* **WHAT YOU NEED TO DO**: From the data below, pull out each line containing the word "every" and copy those lines unchanged.

Annotation records
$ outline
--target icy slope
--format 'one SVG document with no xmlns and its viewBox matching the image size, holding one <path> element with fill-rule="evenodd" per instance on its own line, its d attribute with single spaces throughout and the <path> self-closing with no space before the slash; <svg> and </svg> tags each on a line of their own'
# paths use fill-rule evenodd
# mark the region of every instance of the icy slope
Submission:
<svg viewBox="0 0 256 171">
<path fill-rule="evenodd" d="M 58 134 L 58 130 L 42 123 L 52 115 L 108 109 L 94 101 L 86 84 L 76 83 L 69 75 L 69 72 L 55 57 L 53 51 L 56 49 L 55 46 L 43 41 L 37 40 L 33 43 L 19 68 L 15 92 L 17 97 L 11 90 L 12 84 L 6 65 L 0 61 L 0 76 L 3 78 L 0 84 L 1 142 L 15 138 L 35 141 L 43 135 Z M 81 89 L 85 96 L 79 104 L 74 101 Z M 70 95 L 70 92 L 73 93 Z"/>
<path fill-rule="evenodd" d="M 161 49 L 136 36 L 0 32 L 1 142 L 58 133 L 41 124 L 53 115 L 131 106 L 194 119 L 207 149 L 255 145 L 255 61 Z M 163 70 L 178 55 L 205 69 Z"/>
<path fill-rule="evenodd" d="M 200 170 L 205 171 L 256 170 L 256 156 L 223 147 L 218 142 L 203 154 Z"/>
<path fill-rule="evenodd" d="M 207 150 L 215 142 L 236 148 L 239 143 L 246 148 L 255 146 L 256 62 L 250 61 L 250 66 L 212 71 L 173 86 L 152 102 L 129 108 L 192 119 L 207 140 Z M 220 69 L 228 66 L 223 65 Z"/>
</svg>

...

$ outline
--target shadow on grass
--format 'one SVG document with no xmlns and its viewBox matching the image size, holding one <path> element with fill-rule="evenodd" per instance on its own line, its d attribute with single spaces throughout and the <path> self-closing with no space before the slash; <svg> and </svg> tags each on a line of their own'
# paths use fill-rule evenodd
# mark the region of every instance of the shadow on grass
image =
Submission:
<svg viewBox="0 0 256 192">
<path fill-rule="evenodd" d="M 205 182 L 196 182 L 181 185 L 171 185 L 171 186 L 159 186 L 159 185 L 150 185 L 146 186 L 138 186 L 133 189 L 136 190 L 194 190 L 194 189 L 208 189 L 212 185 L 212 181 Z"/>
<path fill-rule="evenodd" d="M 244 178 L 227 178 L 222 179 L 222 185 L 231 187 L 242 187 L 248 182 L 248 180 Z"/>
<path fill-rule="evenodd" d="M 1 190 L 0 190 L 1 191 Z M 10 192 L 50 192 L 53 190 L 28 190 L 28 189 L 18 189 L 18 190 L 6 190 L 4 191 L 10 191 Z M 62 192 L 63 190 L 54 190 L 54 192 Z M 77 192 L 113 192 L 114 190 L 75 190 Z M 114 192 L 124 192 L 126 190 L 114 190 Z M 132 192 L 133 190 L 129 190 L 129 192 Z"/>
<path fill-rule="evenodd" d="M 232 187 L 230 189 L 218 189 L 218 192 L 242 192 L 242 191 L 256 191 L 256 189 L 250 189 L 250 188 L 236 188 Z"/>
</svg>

* **ANSWER TO THE TASK**:
# mark the region of every instance of the icy slope
# mark the region of every instance of the shadow on grass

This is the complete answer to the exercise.